-- Provided data --

== Segment start ==

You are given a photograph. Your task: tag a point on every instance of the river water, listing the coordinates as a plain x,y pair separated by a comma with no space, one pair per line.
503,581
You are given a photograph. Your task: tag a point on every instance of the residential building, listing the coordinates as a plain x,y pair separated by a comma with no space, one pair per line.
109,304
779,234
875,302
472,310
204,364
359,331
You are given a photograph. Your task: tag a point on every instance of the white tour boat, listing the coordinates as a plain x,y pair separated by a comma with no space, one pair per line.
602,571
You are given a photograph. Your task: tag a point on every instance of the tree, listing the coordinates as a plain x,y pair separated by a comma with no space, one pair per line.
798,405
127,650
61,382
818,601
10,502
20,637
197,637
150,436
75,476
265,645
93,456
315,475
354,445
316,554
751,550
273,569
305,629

== Segment end ==

-- Assignment --
Until the last line is reached, keep transcribing the data exactly.

-- Task response --
You are given a photograph. Your task: tag a point on every instance of the river water, listing the coordinates as a plain x,y pair separated by a comma with no space, one pair per line.
503,581
You are given a photograph. Your task: tag a point on every instance of the residential building, listing the coordinates as a plain x,y pair separated by a comma with no space, one pair per line.
109,304
779,234
875,302
472,310
204,364
359,331
You are given a photograph. Your task: tag a point on every instance of the white tour boat, listing the coordinates as a plain x,y pair separated by a comma with no space, one pair per line.
602,571
You are given a photograph. Your task: tag a point on every instance of the tree, listing the coordinates as a plain x,y pair separated by a comma with no space, one pair per line.
798,405
127,650
61,382
818,601
10,502
20,637
197,637
150,436
75,476
265,645
93,456
315,475
354,445
316,554
751,550
273,569
305,629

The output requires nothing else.